Supplied material start

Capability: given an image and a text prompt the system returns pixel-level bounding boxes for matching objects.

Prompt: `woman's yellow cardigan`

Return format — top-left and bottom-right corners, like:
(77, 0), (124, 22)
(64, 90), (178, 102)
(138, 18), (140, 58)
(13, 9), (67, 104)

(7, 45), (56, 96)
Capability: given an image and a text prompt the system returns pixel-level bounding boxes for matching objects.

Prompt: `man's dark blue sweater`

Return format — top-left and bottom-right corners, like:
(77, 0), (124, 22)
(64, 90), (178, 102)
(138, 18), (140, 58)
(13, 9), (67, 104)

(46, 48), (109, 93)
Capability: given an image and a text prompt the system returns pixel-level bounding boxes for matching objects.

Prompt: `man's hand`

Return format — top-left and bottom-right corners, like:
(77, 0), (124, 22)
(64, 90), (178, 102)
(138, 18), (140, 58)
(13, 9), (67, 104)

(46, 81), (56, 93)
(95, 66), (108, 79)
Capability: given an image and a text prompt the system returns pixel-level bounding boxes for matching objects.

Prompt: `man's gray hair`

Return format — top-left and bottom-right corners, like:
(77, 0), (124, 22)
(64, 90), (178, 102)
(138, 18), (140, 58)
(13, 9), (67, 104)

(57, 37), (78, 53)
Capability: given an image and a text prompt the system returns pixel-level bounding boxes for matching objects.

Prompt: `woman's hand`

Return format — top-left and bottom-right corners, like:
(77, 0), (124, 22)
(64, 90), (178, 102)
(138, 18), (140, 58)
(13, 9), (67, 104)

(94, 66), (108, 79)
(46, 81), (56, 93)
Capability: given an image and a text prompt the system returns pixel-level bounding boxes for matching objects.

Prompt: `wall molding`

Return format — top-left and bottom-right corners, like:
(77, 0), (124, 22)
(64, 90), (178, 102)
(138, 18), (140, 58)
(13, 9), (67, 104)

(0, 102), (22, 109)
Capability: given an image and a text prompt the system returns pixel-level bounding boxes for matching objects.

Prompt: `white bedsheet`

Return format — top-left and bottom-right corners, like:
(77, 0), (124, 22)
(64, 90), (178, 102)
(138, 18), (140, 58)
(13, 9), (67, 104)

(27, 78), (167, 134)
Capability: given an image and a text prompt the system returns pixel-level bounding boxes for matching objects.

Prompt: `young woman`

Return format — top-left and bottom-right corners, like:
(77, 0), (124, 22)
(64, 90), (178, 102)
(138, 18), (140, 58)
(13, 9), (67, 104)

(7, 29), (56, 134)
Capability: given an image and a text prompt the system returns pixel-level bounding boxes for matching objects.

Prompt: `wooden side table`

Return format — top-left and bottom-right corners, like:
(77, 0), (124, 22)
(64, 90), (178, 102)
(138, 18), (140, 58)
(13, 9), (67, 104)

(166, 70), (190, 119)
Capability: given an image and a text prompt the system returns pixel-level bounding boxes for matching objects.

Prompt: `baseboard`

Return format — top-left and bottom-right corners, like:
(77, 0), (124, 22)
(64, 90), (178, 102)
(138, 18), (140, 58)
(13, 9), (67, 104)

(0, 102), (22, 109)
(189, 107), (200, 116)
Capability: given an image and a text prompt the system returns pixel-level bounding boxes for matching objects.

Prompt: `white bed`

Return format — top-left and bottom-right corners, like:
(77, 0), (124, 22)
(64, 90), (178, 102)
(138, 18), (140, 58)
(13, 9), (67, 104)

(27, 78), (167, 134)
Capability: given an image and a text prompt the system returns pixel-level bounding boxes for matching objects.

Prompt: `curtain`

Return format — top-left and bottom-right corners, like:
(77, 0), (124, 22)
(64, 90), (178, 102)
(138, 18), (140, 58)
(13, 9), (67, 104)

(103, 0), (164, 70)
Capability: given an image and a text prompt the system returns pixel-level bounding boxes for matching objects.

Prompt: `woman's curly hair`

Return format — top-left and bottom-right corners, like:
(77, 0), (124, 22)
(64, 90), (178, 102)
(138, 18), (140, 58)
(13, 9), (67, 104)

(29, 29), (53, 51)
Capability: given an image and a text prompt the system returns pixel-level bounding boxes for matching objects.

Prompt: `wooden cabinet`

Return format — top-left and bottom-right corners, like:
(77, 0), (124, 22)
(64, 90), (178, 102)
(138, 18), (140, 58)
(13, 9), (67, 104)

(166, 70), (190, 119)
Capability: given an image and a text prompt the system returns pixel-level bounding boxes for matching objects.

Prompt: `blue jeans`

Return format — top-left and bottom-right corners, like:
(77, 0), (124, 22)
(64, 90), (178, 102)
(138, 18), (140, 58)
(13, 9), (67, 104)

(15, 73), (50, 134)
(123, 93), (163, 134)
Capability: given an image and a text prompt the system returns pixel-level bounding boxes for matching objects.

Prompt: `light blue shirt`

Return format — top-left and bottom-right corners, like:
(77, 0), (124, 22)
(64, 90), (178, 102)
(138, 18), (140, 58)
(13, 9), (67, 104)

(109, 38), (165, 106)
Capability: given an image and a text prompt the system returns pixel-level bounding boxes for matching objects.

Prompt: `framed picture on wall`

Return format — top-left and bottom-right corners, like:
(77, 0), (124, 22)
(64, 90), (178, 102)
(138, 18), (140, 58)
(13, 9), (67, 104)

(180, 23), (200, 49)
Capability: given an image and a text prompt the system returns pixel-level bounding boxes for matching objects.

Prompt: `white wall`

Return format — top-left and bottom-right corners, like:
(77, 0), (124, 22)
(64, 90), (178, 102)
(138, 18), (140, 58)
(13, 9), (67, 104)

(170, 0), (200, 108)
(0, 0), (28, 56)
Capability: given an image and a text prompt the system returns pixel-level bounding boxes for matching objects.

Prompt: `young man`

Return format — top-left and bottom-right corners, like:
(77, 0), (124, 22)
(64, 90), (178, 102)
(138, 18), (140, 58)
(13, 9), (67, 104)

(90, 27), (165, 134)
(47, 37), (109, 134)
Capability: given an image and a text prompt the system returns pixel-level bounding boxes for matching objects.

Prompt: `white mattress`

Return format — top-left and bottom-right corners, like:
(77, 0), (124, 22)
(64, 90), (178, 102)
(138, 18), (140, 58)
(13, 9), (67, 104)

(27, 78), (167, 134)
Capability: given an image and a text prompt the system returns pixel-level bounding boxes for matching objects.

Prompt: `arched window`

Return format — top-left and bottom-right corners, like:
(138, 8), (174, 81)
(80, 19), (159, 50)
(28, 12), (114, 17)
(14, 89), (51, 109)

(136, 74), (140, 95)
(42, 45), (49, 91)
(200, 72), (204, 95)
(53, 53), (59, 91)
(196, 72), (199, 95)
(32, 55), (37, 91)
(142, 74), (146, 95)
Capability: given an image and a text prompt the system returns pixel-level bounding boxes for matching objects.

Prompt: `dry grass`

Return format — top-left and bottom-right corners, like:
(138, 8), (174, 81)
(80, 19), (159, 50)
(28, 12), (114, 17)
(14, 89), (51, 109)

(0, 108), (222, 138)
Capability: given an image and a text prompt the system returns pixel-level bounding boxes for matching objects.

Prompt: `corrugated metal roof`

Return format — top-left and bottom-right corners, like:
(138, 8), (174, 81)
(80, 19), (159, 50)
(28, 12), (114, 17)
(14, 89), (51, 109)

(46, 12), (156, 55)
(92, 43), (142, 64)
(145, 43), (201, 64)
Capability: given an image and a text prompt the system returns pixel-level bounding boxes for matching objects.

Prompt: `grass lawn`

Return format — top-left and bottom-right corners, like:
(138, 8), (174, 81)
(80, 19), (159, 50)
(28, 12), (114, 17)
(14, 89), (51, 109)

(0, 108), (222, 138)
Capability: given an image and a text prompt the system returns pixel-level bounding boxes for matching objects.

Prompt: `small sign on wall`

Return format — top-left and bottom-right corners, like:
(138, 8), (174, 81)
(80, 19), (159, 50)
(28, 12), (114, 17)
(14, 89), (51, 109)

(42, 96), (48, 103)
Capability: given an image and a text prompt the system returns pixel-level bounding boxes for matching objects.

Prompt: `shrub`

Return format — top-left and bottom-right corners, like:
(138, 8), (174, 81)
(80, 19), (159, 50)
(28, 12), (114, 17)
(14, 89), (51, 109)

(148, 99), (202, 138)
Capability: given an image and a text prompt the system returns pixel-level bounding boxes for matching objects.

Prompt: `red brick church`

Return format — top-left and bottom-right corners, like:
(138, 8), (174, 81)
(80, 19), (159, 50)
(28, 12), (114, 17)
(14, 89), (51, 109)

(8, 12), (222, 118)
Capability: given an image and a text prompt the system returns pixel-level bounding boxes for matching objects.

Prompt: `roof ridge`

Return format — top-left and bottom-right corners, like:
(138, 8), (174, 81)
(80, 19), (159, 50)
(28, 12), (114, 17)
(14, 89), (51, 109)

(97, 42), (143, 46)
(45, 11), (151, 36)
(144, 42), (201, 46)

Supplied material end

* _What you should do_
Select every line in the records above that contains the word "hair", and copy each one out in full.

* _Answer to this task_
Prompt: `man's gray hair`
Prompt: `woman's curly hair`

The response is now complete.